- [PASSAGE TO READ]:
= = =
Cytogenetic analysis

Micronucleus test

Bone marrow slides were prepared and stained according to the method described by Krishna and Hayashi [35].

Chromosome preparation

For chromosomal analysis both treated and control animals were killed, femurs were removed, and bone marrow cells were aspirated using saline solution. Metaphase spreads were prepared using the method of Preston et al. [36].

Sperm analysis

For sperm-shape analysis, epididymal sperms were prepared and stained with Eosin Y (aqueous), as per the methods described by Wyrobek and Bruce [37] and Farag et al. [38]. At least 3000 sperms per group were assessed for morphological abnormalities. The sperm abnormalities were evaluated according to the standard method described by Narayana [39]. Epididymal sperm count was also determined by means of a hemocytometer as described by Pant and Srivastava [40].

Statistical analysis

Statistical analysis was performed with SPSS software. Data were analyzed using one-way analysis of variance followed by Duncan’s post-hoc test for comparison between different treatments. Results were reported as mean±SE. The polymorphism values were determined according to the method of Taşpınar et al. [41].
= = =
- [DATA EXTRACTS]:
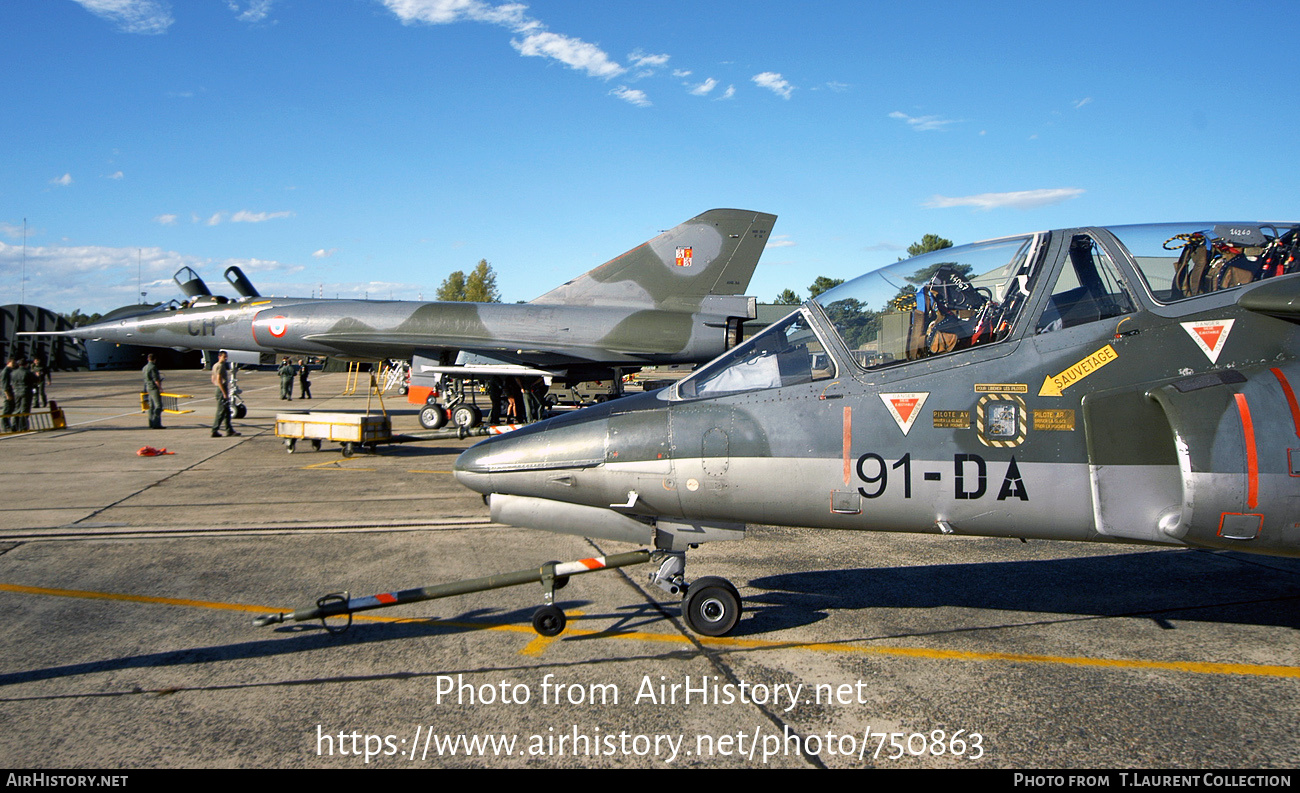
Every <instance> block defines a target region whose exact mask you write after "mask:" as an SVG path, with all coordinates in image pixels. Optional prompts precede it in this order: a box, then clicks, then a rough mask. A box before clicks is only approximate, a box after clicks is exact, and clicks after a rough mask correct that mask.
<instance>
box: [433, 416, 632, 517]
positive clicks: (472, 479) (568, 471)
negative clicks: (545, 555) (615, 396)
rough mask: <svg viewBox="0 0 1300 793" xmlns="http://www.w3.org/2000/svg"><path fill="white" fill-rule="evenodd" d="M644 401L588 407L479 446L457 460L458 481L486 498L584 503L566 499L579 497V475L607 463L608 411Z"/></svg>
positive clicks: (520, 429)
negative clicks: (577, 484)
mask: <svg viewBox="0 0 1300 793" xmlns="http://www.w3.org/2000/svg"><path fill="white" fill-rule="evenodd" d="M643 399H645V396H634V398H624V399H620V400H617V402H616V403H615V402H611V403H606V404H601V406H594V407H589V408H584V409H581V411H577V412H575V413H569V415H567V416H556V417H555V419H550V420H547V421H541V422H538V424H533V425H530V426H525V428H523V429H517V430H515V432H512V433H507V434H504V435H495V437H493V438H489V439H486V441H482V442H480V443H476V445H474V446H471V447H469V448H467V450H465V451H464V452H463V454H461V455H460V458H459V459H456V465H455V471H456V480H459V481H460V484H461V485H464V486H467V487H469V489H471V490H477V491H478V493H484V494H493V493H497V494H503V495H526V497H534V498H552V499H559V500H584V499H575V498H567V497H572V495H575V493H572V491H573V490H575V486H576V484H577V481H576V478H575V474H576V472H581V471H584V469H591V468H595V467H598V465H602V464H604V461H606V455H607V451H608V435H610V413H611V412H612V409H614V408H615V406H617V407H619V409H620V411H624V409H634V408H636V407H637V406H636V403H638V402H642V400H643Z"/></svg>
= = =
- [INSTRUCTIONS FOR THE TASK]: Set down, word for word, the part of the methods text that begins at the words "For sperm-shape analysis, epididymal" and stops after "and Srivastava [40].".

- [EXERCISE SOLUTION]:
For sperm-shape analysis, epididymal sperms were prepared and stained with Eosin Y (aqueous), as per the methods described by Wyrobek and Bruce [37] and Farag et al. [38]. At least 3000 sperms per group were assessed for morphological abnormalities. The sperm abnormalities were evaluated according to the standard method described by Narayana [39]. Epididymal sperm count was also determined by means of a hemocytometer as described by Pant and Srivastava [40].